• _RECORDED INFORMATION_

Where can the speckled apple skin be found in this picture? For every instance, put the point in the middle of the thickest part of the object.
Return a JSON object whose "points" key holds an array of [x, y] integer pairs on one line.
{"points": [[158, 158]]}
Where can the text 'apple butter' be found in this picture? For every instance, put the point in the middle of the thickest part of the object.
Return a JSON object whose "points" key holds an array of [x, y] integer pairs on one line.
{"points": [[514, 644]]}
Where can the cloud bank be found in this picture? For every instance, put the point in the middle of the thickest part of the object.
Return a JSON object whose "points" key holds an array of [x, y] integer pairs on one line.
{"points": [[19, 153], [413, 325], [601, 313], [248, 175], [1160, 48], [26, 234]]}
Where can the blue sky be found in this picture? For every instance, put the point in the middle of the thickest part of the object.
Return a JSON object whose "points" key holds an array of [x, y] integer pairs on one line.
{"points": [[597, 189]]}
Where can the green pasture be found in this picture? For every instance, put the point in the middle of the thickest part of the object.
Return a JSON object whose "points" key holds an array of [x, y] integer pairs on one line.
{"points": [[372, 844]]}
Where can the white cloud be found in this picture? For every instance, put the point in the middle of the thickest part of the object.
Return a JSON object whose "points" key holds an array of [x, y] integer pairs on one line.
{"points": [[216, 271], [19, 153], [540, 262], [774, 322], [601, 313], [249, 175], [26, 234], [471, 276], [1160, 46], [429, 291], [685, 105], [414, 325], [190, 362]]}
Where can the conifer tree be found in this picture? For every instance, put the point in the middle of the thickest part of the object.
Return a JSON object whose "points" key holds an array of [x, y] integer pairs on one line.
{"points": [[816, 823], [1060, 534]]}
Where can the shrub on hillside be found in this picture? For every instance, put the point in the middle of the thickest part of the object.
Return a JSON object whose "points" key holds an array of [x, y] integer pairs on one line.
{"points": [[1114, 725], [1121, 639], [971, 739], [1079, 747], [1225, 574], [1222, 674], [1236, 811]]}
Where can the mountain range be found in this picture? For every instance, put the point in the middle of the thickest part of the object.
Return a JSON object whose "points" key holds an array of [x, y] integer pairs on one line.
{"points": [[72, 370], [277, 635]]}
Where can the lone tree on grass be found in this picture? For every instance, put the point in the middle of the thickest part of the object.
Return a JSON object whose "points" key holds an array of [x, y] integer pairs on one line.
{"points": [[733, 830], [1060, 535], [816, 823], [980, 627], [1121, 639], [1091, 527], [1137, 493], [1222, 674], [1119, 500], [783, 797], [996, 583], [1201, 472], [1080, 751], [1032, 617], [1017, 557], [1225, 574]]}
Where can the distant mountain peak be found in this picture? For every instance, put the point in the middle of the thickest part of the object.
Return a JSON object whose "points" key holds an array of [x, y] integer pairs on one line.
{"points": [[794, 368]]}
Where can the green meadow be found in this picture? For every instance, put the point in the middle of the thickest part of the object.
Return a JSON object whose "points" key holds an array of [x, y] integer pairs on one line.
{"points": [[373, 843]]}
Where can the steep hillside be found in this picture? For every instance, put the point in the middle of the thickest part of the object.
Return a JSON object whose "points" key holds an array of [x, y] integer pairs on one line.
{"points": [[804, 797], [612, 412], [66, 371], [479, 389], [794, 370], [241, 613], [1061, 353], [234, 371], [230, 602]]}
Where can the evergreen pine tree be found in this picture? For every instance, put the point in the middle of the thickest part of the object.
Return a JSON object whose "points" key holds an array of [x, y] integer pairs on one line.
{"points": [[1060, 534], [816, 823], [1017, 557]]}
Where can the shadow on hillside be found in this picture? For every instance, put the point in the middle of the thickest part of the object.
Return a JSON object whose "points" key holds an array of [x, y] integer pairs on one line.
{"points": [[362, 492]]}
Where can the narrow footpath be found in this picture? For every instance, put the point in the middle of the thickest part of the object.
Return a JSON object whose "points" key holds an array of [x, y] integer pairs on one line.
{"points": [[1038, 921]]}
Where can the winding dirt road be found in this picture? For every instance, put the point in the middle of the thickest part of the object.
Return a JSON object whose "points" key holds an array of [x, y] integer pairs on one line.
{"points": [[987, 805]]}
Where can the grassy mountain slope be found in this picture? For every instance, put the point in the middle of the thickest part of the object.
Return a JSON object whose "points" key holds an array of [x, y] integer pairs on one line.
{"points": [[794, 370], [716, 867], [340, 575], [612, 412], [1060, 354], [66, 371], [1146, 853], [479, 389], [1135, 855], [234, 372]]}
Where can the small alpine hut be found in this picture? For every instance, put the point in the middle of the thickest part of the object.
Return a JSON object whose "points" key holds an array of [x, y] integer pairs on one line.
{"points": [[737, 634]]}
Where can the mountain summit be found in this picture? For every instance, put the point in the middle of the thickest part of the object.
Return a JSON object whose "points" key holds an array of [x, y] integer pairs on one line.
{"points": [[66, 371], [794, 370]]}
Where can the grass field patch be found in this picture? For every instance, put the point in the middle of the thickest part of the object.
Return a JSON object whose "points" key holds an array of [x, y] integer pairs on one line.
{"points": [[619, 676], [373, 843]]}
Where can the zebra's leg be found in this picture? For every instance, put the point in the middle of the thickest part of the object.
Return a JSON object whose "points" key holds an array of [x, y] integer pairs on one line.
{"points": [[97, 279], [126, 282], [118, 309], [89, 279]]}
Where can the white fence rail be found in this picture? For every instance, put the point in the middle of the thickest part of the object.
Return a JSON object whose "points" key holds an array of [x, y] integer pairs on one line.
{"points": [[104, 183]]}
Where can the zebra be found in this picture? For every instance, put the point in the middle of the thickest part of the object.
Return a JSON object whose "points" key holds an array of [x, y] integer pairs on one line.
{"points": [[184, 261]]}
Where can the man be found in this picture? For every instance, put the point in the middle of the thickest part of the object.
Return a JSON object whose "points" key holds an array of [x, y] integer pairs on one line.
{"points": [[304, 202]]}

• _THE TASK_
For each line of the entries that contains the word "white", make a copy.

• _WRITTEN RESPONSE_
Where can the white cloud be found in this picture? For every instance, put the point in the middle of the thickest part of the object.
Where can the white fence rail be found in this picture? For every instance, put the point in the middle of the thickest part of the object.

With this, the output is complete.